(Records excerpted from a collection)
=-=-=

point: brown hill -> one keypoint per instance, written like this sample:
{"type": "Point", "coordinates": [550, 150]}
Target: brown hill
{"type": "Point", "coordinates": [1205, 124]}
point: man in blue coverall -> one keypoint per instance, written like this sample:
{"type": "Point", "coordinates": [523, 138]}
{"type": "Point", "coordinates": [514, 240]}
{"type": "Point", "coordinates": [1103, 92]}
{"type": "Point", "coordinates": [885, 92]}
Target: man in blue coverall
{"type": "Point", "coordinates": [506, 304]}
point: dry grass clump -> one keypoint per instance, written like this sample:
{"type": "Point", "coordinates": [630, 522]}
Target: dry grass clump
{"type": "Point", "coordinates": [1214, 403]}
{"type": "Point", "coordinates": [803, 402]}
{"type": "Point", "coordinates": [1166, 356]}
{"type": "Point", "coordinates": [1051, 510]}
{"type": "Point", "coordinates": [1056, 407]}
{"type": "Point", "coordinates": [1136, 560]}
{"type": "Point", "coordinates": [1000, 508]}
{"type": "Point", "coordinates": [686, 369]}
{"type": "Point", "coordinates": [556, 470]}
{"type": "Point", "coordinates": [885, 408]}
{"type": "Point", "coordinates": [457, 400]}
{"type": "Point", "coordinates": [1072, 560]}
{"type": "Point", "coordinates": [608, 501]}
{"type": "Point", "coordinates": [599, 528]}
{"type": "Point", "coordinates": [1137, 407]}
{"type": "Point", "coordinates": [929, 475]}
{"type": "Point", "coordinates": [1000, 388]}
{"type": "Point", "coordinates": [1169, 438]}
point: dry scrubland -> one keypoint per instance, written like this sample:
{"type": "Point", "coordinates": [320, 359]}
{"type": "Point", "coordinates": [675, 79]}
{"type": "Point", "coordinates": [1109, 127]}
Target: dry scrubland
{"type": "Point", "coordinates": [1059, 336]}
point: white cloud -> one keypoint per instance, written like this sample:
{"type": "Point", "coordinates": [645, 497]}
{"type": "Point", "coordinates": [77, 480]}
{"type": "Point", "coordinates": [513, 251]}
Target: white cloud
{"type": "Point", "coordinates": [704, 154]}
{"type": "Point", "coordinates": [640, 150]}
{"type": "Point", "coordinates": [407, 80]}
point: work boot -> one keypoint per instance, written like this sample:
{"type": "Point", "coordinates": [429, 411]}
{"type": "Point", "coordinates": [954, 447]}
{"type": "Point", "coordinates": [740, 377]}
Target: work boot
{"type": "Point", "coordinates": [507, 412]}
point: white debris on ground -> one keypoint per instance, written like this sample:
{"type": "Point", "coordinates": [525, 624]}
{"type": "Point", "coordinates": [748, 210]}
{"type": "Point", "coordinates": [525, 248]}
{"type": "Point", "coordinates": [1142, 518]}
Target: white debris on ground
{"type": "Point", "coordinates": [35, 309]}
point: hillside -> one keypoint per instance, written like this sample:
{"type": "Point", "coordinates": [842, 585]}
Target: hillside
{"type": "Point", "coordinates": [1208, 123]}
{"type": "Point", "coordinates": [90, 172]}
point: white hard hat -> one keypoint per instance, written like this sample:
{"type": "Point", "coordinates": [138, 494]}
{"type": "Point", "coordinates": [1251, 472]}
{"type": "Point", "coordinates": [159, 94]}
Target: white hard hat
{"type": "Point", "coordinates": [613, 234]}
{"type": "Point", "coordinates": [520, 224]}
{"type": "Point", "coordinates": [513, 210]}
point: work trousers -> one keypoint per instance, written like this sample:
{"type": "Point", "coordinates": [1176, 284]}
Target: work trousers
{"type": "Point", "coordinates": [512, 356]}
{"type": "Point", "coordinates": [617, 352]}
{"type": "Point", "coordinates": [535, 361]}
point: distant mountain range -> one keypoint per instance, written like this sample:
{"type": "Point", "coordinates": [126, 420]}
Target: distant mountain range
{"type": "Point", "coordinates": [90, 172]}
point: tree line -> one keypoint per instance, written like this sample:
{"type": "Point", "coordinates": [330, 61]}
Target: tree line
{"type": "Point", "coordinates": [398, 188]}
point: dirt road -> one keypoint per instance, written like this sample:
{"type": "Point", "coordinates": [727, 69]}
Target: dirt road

=-=-=

Requirements:
Print every entry exactly as written.

Output:
point: brown hill -> one keypoint per instance, written like this sample:
{"type": "Point", "coordinates": [550, 150]}
Target: brown hill
{"type": "Point", "coordinates": [1205, 124]}
point: man in blue coverall -> one keypoint per instance, written like this sample:
{"type": "Point", "coordinates": [523, 138]}
{"type": "Point", "coordinates": [514, 240]}
{"type": "Point", "coordinates": [1103, 92]}
{"type": "Point", "coordinates": [885, 92]}
Target: man in blue coverall
{"type": "Point", "coordinates": [506, 304]}
point: dry grass clump -> one keypoint per instance, written like this sample:
{"type": "Point", "coordinates": [630, 522]}
Target: dry grass clump
{"type": "Point", "coordinates": [1214, 403]}
{"type": "Point", "coordinates": [803, 402]}
{"type": "Point", "coordinates": [1166, 356]}
{"type": "Point", "coordinates": [1051, 510]}
{"type": "Point", "coordinates": [1056, 407]}
{"type": "Point", "coordinates": [1136, 560]}
{"type": "Point", "coordinates": [1000, 508]}
{"type": "Point", "coordinates": [686, 369]}
{"type": "Point", "coordinates": [556, 470]}
{"type": "Point", "coordinates": [885, 408]}
{"type": "Point", "coordinates": [457, 400]}
{"type": "Point", "coordinates": [1072, 560]}
{"type": "Point", "coordinates": [608, 501]}
{"type": "Point", "coordinates": [599, 528]}
{"type": "Point", "coordinates": [1137, 407]}
{"type": "Point", "coordinates": [929, 475]}
{"type": "Point", "coordinates": [1000, 388]}
{"type": "Point", "coordinates": [1169, 438]}
point: dry scrubland -> one keypoint per instance, written like this sample:
{"type": "Point", "coordinates": [320, 359]}
{"type": "Point", "coordinates": [675, 79]}
{"type": "Point", "coordinates": [1109, 127]}
Target: dry scrubland
{"type": "Point", "coordinates": [1059, 336]}
point: white cloud -> one keypoint per instance, written like this sample:
{"type": "Point", "coordinates": [645, 497]}
{"type": "Point", "coordinates": [77, 480]}
{"type": "Point", "coordinates": [513, 251]}
Target: white cloud
{"type": "Point", "coordinates": [704, 154]}
{"type": "Point", "coordinates": [640, 150]}
{"type": "Point", "coordinates": [407, 80]}
point: work boot -> one keypoint per instance, written like this sample:
{"type": "Point", "coordinates": [429, 411]}
{"type": "Point", "coordinates": [954, 447]}
{"type": "Point", "coordinates": [740, 377]}
Target: work boot
{"type": "Point", "coordinates": [507, 412]}
point: white debris on ground -> one keypoint per instance, written like this sample:
{"type": "Point", "coordinates": [525, 624]}
{"type": "Point", "coordinates": [748, 210]}
{"type": "Point", "coordinates": [525, 248]}
{"type": "Point", "coordinates": [1142, 518]}
Target: white debris on ground
{"type": "Point", "coordinates": [35, 309]}
point: hillside -> one keypoint per instance, written like this sample:
{"type": "Point", "coordinates": [842, 585]}
Target: hillside
{"type": "Point", "coordinates": [1208, 123]}
{"type": "Point", "coordinates": [90, 172]}
point: white hard hat -> one keypoint per instance, written like this sample:
{"type": "Point", "coordinates": [138, 494]}
{"type": "Point", "coordinates": [1251, 472]}
{"type": "Point", "coordinates": [159, 94]}
Target: white hard hat
{"type": "Point", "coordinates": [613, 234]}
{"type": "Point", "coordinates": [520, 224]}
{"type": "Point", "coordinates": [513, 210]}
point: work trousers -> one keypoint per instance, written like this sample:
{"type": "Point", "coordinates": [1176, 284]}
Target: work trousers
{"type": "Point", "coordinates": [512, 356]}
{"type": "Point", "coordinates": [617, 352]}
{"type": "Point", "coordinates": [535, 361]}
point: distant mountain range -> one keypoint per instance, written like this sample:
{"type": "Point", "coordinates": [126, 420]}
Target: distant mountain range
{"type": "Point", "coordinates": [90, 172]}
point: tree line -> one keypoint per instance, written like this sample:
{"type": "Point", "coordinates": [330, 61]}
Target: tree line
{"type": "Point", "coordinates": [398, 188]}
point: dirt road -> one keypoint per instance, written like this sample:
{"type": "Point", "coordinates": [727, 69]}
Target: dirt road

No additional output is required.